* **Excerpts from point annotation data**
▬▬▬▬▬▬

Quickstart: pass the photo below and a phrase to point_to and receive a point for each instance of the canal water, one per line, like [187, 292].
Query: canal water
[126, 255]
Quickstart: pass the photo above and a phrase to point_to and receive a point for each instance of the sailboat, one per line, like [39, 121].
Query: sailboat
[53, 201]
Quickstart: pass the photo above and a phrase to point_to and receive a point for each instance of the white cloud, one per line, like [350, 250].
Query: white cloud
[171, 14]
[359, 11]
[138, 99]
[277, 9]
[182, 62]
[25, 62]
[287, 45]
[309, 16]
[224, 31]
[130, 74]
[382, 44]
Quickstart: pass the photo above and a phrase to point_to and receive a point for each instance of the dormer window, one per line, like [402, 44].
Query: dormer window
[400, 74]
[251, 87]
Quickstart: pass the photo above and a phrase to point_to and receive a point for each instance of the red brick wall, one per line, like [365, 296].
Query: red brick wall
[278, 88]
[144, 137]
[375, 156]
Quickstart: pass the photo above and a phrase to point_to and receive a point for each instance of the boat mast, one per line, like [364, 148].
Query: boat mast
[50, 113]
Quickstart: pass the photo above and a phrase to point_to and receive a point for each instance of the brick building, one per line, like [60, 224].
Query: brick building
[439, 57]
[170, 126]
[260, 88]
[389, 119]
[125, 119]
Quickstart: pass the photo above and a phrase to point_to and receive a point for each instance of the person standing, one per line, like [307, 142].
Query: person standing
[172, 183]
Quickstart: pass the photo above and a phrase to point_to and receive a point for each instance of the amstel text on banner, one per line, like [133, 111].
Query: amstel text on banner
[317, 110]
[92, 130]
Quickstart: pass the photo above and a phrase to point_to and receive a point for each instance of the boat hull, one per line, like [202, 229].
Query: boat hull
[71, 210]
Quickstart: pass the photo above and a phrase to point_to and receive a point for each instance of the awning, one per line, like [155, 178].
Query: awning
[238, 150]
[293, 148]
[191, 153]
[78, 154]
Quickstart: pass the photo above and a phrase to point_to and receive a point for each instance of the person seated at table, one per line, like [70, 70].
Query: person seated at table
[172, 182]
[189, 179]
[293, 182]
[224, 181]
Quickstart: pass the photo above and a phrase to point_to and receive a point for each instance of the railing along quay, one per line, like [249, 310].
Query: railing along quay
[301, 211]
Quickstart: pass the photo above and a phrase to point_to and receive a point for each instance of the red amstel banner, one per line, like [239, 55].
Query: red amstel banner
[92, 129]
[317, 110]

▬▬▬▬▬▬

* **Aim of the exercise**
Write out again the entries from the line containing "like [239, 55]." through the end, requests included, and adjust every coordinate in the answers by -112.

* **Written solution**
Quickstart: pass the photo above and a phrase to point_to and receive a point for each instance of the red amstel banner, one per line, like [239, 55].
Query: red amstel banner
[-20, 17]
[205, -2]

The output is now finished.